### The problem
Retype the records word for word, from their first line through the line containing "xmin=491 ymin=189 xmax=500 ymax=215", both ends included.

A block of data:
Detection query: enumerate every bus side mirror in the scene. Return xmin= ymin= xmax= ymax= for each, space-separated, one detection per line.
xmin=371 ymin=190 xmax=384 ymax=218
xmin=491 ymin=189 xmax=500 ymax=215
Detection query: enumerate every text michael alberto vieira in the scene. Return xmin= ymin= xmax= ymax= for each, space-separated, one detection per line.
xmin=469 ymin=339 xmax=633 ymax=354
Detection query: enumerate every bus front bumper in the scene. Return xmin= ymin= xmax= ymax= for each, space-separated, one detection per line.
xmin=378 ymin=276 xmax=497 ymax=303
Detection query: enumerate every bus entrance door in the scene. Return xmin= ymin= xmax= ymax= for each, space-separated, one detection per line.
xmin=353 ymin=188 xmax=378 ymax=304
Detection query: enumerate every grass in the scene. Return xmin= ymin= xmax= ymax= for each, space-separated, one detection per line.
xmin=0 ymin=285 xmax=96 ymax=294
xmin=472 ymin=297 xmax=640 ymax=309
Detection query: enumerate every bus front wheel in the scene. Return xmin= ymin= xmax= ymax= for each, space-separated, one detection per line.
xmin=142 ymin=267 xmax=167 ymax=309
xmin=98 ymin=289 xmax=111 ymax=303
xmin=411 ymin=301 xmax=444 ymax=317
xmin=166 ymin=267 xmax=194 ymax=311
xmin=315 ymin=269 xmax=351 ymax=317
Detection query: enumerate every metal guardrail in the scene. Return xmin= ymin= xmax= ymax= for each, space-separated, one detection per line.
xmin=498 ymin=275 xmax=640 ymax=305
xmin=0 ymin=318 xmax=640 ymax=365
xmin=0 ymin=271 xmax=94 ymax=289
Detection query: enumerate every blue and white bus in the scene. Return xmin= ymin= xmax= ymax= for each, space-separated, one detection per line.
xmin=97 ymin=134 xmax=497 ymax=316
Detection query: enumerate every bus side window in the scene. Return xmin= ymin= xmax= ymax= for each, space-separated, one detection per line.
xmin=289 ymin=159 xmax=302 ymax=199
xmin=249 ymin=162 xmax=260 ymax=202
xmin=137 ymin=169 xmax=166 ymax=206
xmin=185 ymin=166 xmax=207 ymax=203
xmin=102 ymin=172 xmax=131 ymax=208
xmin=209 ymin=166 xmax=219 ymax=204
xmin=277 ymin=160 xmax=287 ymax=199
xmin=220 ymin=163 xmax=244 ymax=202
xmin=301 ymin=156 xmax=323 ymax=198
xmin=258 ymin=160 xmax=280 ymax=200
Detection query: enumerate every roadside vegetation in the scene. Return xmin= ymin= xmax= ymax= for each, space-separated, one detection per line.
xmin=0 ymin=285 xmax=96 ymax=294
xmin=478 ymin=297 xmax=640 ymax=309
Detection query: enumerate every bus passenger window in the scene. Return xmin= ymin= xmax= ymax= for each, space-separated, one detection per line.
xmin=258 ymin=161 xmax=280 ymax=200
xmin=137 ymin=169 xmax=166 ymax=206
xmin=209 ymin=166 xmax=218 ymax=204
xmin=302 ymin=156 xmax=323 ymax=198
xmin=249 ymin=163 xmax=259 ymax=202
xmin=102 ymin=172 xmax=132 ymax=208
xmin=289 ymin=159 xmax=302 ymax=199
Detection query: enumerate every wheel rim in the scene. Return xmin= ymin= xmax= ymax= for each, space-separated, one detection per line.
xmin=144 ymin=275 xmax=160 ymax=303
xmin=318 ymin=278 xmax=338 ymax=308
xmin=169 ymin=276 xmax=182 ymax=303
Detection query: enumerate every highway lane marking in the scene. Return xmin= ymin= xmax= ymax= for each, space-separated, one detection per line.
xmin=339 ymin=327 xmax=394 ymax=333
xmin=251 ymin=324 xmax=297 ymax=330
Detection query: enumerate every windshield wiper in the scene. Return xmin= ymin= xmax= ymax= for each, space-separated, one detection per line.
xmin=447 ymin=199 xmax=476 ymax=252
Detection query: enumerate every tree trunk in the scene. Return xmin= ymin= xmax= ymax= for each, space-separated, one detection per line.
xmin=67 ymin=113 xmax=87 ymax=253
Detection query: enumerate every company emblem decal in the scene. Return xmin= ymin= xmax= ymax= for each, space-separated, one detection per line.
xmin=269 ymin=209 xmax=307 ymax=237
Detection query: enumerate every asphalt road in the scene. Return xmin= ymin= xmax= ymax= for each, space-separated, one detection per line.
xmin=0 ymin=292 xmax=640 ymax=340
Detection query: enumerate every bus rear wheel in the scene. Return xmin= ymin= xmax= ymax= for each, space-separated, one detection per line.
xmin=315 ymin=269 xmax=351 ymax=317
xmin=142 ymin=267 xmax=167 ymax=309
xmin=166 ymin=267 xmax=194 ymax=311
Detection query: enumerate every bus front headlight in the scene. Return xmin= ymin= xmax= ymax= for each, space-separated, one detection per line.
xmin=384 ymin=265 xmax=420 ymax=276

### Answer for this exercise
Detection query: enumerate every bus side mirror in the scene. Return xmin= ymin= xmax= ymax= for each, space-separated, one detection per line.
xmin=371 ymin=190 xmax=384 ymax=218
xmin=491 ymin=189 xmax=500 ymax=215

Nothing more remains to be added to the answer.